▶ _Consignes et exigences_:
Indiquez combien de lignes des données ci-dessous contiennent le mot « Mark », en tenant compte de la casse. Répondez uniquement par ce nombre.

▶ _Jeu de données_:
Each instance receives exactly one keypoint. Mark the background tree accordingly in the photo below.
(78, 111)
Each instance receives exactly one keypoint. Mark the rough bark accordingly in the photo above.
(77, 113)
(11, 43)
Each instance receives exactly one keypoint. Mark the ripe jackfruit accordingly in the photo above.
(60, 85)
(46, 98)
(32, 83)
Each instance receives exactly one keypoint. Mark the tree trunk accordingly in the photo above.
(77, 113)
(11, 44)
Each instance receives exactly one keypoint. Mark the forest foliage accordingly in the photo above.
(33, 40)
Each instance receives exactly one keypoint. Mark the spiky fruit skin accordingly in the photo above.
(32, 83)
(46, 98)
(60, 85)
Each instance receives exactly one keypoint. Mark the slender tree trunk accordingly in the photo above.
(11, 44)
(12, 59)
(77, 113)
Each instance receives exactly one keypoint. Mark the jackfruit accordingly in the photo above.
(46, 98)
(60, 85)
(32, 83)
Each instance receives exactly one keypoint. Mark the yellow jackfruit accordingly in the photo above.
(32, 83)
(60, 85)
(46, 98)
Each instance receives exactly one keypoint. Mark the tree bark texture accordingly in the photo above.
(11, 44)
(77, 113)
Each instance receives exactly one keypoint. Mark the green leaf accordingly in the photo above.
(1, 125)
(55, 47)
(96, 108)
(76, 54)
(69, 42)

==

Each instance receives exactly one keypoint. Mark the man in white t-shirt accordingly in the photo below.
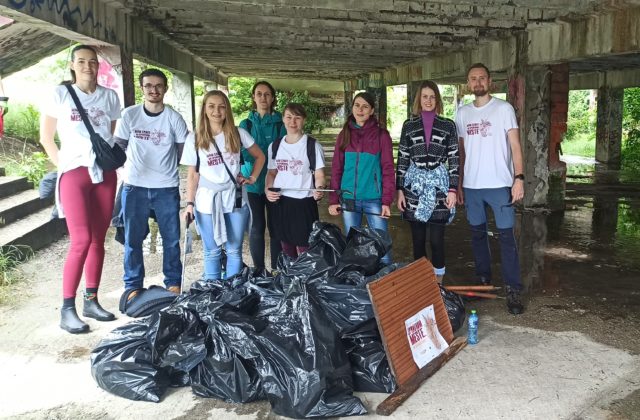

▶ _Exercice corrigé_:
12